— Begin Records for this task —
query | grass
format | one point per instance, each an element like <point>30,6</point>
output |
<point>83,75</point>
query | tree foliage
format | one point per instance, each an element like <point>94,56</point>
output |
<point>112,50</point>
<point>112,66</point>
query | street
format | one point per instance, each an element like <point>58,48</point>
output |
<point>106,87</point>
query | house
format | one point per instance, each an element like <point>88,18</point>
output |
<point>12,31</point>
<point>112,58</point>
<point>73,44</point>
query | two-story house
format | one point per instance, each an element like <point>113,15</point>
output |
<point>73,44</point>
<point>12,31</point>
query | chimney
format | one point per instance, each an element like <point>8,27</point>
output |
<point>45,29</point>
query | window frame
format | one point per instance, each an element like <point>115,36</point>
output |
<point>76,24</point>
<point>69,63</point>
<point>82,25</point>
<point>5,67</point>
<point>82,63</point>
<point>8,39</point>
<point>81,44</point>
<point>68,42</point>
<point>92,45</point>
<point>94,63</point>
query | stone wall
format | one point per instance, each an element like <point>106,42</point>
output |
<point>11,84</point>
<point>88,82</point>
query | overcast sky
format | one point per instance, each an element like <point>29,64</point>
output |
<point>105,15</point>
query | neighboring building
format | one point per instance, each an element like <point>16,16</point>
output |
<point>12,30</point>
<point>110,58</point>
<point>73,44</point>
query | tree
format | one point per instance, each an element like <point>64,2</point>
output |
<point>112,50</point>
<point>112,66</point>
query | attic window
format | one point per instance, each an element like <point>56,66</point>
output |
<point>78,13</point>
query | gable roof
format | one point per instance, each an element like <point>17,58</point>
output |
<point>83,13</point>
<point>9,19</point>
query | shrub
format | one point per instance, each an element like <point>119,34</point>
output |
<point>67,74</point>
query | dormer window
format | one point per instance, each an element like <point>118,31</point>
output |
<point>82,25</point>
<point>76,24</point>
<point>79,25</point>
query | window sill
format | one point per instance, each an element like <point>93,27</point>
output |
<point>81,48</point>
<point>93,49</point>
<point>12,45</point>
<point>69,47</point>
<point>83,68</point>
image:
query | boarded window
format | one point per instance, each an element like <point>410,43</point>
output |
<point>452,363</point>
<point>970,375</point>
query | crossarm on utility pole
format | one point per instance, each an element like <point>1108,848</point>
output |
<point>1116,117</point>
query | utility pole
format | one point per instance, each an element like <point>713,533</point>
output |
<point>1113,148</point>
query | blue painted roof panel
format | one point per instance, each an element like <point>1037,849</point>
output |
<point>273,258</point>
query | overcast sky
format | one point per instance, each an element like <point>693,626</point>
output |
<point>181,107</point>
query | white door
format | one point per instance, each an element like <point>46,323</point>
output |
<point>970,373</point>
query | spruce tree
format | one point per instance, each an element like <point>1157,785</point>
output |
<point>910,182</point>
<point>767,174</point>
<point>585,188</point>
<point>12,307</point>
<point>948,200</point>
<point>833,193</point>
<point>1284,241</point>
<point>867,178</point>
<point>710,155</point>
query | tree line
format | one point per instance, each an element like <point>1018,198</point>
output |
— End Records for this task —
_Requirements_: The full set of records should be duplicated exactly.

_Completed task_:
query | grass
format | one point per instance, each an element like <point>30,6</point>
output |
<point>83,75</point>
query | tree foliage
format | one point per instance, each an element like <point>94,56</point>
output |
<point>112,50</point>
<point>112,66</point>
query | street
format | one point per instance, each an element like <point>58,48</point>
output |
<point>106,87</point>
query | house
format | one point per instance, each an element like <point>88,18</point>
output |
<point>12,31</point>
<point>112,58</point>
<point>73,44</point>
query | two-story house
format | one point per instance, each an element like <point>113,15</point>
output |
<point>73,44</point>
<point>12,31</point>
query | chimney
format | one point per instance, each an element like <point>8,27</point>
output |
<point>45,29</point>
query | window frame
format | one point per instance, each an element like <point>115,36</point>
output |
<point>76,24</point>
<point>69,63</point>
<point>82,25</point>
<point>5,67</point>
<point>82,63</point>
<point>8,39</point>
<point>81,44</point>
<point>68,42</point>
<point>92,45</point>
<point>94,63</point>
query | stone wall
format | one point per instance, each an element like <point>106,42</point>
output |
<point>11,84</point>
<point>88,82</point>
query | overcast sky
format | one point per instance, each an element like <point>29,64</point>
output |
<point>105,15</point>
query | neighboring building
format | one point per instance, each an element like <point>16,16</point>
output |
<point>12,30</point>
<point>110,58</point>
<point>73,44</point>
query | tree
format | one point per instance, each an element like <point>64,2</point>
output |
<point>112,50</point>
<point>112,66</point>
query | attic window
format | one point per instance, each an element like <point>56,66</point>
output |
<point>78,13</point>
query | gable roof
format | one point per instance, each an element like <point>17,58</point>
output |
<point>83,13</point>
<point>9,19</point>
query | shrub
format | one point per instance, each an element like <point>119,34</point>
output |
<point>67,74</point>
query | dormer window
format | one point per instance, each an element like <point>118,31</point>
output |
<point>82,25</point>
<point>76,24</point>
<point>79,25</point>
query | window sill
format | one point per instance, each an element like <point>93,27</point>
output |
<point>81,48</point>
<point>93,49</point>
<point>12,45</point>
<point>69,47</point>
<point>83,68</point>
image:
query | boarded window
format | one point per instance, each an element like <point>410,43</point>
output |
<point>452,363</point>
<point>970,375</point>
query | crossarm on utility pole
format | one point per instance, each an element like <point>1108,848</point>
output |
<point>1116,117</point>
query | utility pole
format | one point per instance, each an element like <point>713,533</point>
output |
<point>1113,148</point>
query | blue painted roof panel
format | one point per instance, each an element like <point>1037,849</point>
output |
<point>273,258</point>
query | overcast sky
format | one point per instance, each an element like <point>693,626</point>
output |
<point>181,107</point>
query | white door
format | one point per instance, each an element like <point>46,323</point>
output |
<point>970,373</point>
query | spruce tree
format | one point per instance, each an element like <point>1157,785</point>
output |
<point>910,182</point>
<point>767,174</point>
<point>585,188</point>
<point>12,307</point>
<point>948,200</point>
<point>833,193</point>
<point>1284,241</point>
<point>867,178</point>
<point>710,155</point>
query | tree line
format | one point per instance, each an element like <point>1018,198</point>
output |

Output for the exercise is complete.